Please rewrite each of the entries below, changing "innermost" to "topmost" wherever it occurs and leaving everything else untouched.
Start DATA EXCERPTS
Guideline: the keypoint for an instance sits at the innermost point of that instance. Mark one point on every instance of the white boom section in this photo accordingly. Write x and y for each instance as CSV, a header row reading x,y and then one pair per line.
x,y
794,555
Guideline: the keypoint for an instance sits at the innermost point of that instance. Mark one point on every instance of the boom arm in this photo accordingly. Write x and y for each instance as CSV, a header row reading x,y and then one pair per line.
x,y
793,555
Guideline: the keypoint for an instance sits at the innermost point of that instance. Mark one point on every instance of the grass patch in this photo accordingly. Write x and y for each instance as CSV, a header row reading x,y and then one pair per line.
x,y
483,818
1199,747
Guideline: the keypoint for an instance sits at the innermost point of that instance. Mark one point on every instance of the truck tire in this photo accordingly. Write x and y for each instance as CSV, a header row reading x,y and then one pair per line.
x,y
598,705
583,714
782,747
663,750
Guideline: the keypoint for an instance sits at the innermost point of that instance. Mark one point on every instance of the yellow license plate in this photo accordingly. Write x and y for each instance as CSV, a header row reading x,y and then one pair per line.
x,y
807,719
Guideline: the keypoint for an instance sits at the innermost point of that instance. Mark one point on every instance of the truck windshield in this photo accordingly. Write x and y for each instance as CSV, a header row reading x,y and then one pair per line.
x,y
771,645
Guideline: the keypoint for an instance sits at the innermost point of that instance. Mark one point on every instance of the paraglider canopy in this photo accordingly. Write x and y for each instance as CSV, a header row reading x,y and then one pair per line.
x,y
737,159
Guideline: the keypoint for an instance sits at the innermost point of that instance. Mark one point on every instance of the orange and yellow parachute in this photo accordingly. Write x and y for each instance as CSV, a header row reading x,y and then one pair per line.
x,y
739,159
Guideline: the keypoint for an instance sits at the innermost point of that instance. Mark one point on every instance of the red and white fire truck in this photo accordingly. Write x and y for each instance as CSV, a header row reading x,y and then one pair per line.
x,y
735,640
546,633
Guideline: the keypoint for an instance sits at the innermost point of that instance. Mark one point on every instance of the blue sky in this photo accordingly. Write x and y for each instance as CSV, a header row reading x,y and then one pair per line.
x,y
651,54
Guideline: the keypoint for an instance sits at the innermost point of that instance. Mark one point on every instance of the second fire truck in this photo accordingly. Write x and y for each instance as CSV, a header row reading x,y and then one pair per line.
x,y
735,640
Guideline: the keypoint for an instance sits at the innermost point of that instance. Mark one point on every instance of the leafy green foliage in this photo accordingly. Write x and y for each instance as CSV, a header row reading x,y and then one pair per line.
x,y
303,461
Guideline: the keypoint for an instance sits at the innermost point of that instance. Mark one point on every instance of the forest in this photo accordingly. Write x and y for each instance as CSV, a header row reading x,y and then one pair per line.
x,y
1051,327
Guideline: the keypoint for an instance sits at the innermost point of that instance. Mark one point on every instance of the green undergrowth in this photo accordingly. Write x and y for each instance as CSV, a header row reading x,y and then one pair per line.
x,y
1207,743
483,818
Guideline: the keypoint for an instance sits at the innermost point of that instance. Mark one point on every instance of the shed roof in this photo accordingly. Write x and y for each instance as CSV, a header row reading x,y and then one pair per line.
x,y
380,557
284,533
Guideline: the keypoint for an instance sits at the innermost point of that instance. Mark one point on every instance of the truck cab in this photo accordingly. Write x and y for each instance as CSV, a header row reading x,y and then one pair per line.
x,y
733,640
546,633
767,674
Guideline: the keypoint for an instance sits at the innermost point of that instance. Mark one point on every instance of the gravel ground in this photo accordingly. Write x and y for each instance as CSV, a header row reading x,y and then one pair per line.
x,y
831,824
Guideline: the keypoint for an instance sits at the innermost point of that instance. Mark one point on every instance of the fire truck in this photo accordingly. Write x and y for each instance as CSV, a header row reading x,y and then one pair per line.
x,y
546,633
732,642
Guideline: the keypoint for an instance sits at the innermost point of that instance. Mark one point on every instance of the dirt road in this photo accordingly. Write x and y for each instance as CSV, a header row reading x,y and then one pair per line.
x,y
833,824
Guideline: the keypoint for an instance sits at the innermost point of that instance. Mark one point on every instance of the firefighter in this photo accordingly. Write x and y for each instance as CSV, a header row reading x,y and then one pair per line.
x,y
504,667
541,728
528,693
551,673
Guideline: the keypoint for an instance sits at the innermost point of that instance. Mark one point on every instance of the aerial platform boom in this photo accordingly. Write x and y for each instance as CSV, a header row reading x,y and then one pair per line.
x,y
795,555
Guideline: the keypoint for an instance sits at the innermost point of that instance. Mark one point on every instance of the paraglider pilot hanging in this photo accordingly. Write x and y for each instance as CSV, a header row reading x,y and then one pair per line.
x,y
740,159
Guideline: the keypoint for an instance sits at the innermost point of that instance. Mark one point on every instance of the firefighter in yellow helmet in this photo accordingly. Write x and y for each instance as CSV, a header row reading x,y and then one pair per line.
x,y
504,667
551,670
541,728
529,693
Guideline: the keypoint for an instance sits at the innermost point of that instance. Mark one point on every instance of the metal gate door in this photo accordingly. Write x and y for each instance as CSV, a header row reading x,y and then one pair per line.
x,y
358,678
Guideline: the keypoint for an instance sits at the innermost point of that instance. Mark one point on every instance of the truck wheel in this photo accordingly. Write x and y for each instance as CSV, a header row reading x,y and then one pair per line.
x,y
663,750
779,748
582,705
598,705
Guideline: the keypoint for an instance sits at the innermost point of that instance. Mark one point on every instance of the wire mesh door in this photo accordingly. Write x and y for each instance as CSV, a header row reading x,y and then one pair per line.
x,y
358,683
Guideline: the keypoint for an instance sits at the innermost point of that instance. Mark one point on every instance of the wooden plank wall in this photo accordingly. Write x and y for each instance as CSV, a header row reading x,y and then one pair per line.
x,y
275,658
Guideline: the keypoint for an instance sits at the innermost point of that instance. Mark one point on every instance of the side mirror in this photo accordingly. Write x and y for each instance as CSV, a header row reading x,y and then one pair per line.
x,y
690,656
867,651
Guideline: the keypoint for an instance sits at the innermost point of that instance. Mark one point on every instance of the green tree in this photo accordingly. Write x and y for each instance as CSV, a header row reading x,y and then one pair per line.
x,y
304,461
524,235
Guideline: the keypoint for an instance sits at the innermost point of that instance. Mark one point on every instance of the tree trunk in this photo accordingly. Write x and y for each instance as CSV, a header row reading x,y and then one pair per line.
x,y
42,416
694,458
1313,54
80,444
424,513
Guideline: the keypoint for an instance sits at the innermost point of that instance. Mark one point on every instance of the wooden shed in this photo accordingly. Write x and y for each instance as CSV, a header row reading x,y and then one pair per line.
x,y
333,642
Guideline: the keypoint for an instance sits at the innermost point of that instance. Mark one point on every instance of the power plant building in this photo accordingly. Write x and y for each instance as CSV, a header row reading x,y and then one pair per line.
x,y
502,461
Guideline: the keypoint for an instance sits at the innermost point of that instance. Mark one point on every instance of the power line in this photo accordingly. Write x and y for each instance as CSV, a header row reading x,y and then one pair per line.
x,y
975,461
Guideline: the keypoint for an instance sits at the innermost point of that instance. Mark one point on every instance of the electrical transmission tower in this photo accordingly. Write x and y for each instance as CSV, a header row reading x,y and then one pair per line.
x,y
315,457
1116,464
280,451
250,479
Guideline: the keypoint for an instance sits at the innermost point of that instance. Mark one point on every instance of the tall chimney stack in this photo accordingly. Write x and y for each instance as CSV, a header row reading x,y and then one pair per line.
End DATA EXCERPTS
◆ SOLUTION TO THE PROBLEM
Guideline: the keypoint for an instance sits at the topmost point of that instance. Mark one point on every instance of the white boom section in this photo accordingly. Write x and y for each instance as CSV, a header row reading x,y and then one pair per line.
x,y
794,555
Guideline: the keypoint for an instance sits at the topmost point of that instance. Mark one point on every instance of the boom arm in this photo accordingly. Write x and y for each instance as CSV, a header row reading x,y and then one pair per line.
x,y
793,555
Guideline: the keypoint for an instance sits at the topmost point of that instance. Mark one point on every instance of the grass patch in this photo accordingly. Write x and y for each instance as CSV, a header row reading x,y and then one pair per line.
x,y
483,818
1199,747
Guideline: the keypoint for an instance sits at the topmost point of that instance. Mark one point on every instance of the truck tire in this photo accordingly. Write x and y for each instance as CSV, a header row reading x,y and then one pair per line.
x,y
598,705
583,714
782,747
663,750
Guideline: the keypoint for an instance sits at the topmost point of that instance. Mark one point on every instance of the yellow license plate in this photo accordingly. Write x and y for each instance as CSV, a header row reading x,y and then one pair per line.
x,y
807,719
Guideline: the keypoint for an instance sits at the topmost point of that instance. Mark one point on every instance of the truck windshield in this photo accordingly. Write x and y for each instance as CSV, a header row reading x,y and then one pair per line.
x,y
771,645
Guideline: the keypoint for an instance sits at the topmost point of that instance. Mark one point on every instance of the paraglider canopy in this photo accordingly. Write x and y for each instance as CSV, a header row reading x,y and then one pair per line.
x,y
737,159
Guideline: the keypoint for an instance sits at the topmost point of that instance. Mark one point on every instance of the orange and yellow parachute in this photo accordingly. Write x and y for each instance as CSV, a header row reading x,y and then one pair per line.
x,y
739,159
Guideline: the keypoint for an instance sits at the topmost point of that instance. Mark one point on every instance of the red and white fire truck in this photo accordingly. Write x and y for each instance as CSV, a header row reading x,y and then one pair per line.
x,y
735,640
546,633
Guideline: the keypoint for an instance sits at the topmost point of that instance. Mark one point on every instance of the blue sky in this photo accordingly. Write x and y for each instance as CSV, a header row reading x,y and then one pair per line.
x,y
651,54
Guideline: the keypoint for an instance sits at the topmost point of that instance. Mark one point on every instance of the second fire truck in this photo accordingly. Write x and y for each instance as CSV, a header row reading x,y and then one pair per line.
x,y
735,640
Guideline: the keypoint for an instance sits at the topmost point of that instance. Mark one point on every instance of the leafy green foliage in this photo accordingly. Write x and y for each instance as CSV, a header row reading x,y and then one pair per line.
x,y
303,461
Guideline: the keypoint for an instance sits at the topmost point of that instance. Mark one point on every instance of the forest in this photo accordingly. Write x and y for each instance as CSV, a header row reading x,y and then one pair per line.
x,y
1051,327
Guideline: the keypoint for an instance sits at the topmost point of that instance. Mark one point on every instance of the green undergrowth in this photo accordingly. Write x and y for each instance as CSV, a header row reading x,y and then one pair per line.
x,y
1207,743
483,818
Guideline: the keypoint for an instance sits at the topmost point of that instance. Mark one point on every instance of the shed roof in this photo accordingly. Write x and y for each instance as CSV, a header row reading x,y and then one pair per line.
x,y
380,557
284,533
Guideline: the keypoint for an instance sits at the topmost point of that instance. Mark one point on every instance of the truck cab in this photo accordingly. Write x and y for each instance as CSV, a header row reading x,y and then one pair per line.
x,y
733,640
546,633
767,674
Guideline: the keypoint for an instance sits at the topmost point of that instance. Mark one point on every instance of the gravel ground in this photo accordingly. Write x and y for each instance as CSV, a header row reading x,y and then one pair per line.
x,y
831,824
Guideline: the keypoint for an instance sits at the topmost point of that instance. Mark one point on every instance of the fire truck in this photo accordingly. Write x and y for each instance as CSV, a header row reading x,y and then one pair per line.
x,y
546,633
732,642
Guideline: the keypoint for an instance sits at the topmost point of that instance. Mark one point on every instance of the dirt road in this photo accordingly. Write x and y for each instance as CSV, a header row reading x,y and then one pair per line.
x,y
833,824
Guideline: the keypoint for an instance sits at the topmost point of that instance. Mark one point on every instance of the firefighter in this photo accordingly. Write x and y for each instance as CSV, a header row reading x,y and then one pair per line.
x,y
504,667
541,728
528,693
551,673
Guideline: the keypoint for an instance sits at the topmost point of that instance. Mark one point on every instance of the aerial platform boom in this photo accordingly. Write x and y for each instance as CSV, a header row reading x,y and then one pair per line.
x,y
795,555
Guideline: the keypoint for an instance sits at the topmost point of that instance. Mark one point on every instance of the paraglider pilot hanging in this photo accordingly. Write x and y for each instance as CSV, a header row reading x,y and then one pair per line.
x,y
740,159
Guideline: the keypoint for an instance sits at the topmost point of that instance. Mark one point on every instance of the firefighter in yellow helmet in this photo accordingly. Write x and y for each instance as CSV, a header row reading x,y and then one pair per line.
x,y
504,667
551,670
541,728
529,693
Guideline: the keypoint for an instance sits at the topmost point of that instance. Mark one point on every instance of the metal gate door in this photo accordingly. Write x and y for each instance as CSV, a header row reading x,y and then one pair per line.
x,y
358,678
Guideline: the keypoint for an instance sits at the topmost point of that instance. Mark one point on every instance of the truck wheel in this photo accordingly. Write x and y for each instance as CSV, a header row reading x,y and then one pair per line.
x,y
663,750
779,748
582,705
598,705
Guideline: the keypoint for an instance sits at the topmost point of that instance. Mark one point on every instance of the wire mesh door in this photo accordingly. Write x and y for each instance as CSV, a header row reading x,y and then one pair per line.
x,y
358,683
Guideline: the keypoint for an instance sits at the topmost point of that instance. Mark one point on every instance of the wooden plank wall in this photo accordingly. Write x and y for each instance as CSV, a header row reading x,y and then one pair per line.
x,y
275,658
Guideline: the keypoint for an instance sits at the topmost point of that instance. Mark one point on every instance of the side mirror in this photo accordingly. Write x and y for each instance as CSV, a header row reading x,y and then one pair per line.
x,y
690,656
867,651
Guideline: the keypoint for an instance sits at the topmost point of that instance. Mark one point on every instance of the green tree in this photo accordingly. Write x and y for each instance as CSV, a header row reading x,y and then one pair per line.
x,y
304,461
524,235
Guideline: the keypoint for an instance sits at the topmost point of that instance. Mark one point on every instance of the tree trunk in this photo accordingly. Write x and y for each instance as CSV, a header row reading x,y and then one pair per line.
x,y
42,416
694,458
1313,54
80,444
424,513
Guideline: the keypoint for an instance sits at the topmost point of that instance. Mark one point on every instance of the wooden shed in this photo accordingly. Write x and y for each instance as CSV, a header row reading x,y and then one pair per line.
x,y
333,642
Guideline: the keypoint for an instance sits at the topmost point of that instance. Mark one point on every instance of the power plant building in this photo accordingly. Write x and y for each instance as CSV, a header row reading x,y and then one pair per line.
x,y
502,461
Guideline: the keypoint for an instance sits at the topmost point of that instance. Mark one point on every instance of the power line in this photo accordingly. Write x and y for each instance as CSV, a header row reading x,y and then one pair per line.
x,y
975,461
Guideline: the keypoint for an instance sits at the topmost point of that instance. Mark one point on every instance of the electrical transmission tower in this photo accordingly. Write x and y for each instance as CSV, a header row reading x,y and then one pair per line.
x,y
315,457
1116,464
280,451
250,479
Guideline: the keypoint for an instance sits at the topmost point of that instance. Mark one point on every instance of the tall chimney stack in this photo accordingly. Write x and y for each instance as CSV, a header row reading x,y and then one pair per line.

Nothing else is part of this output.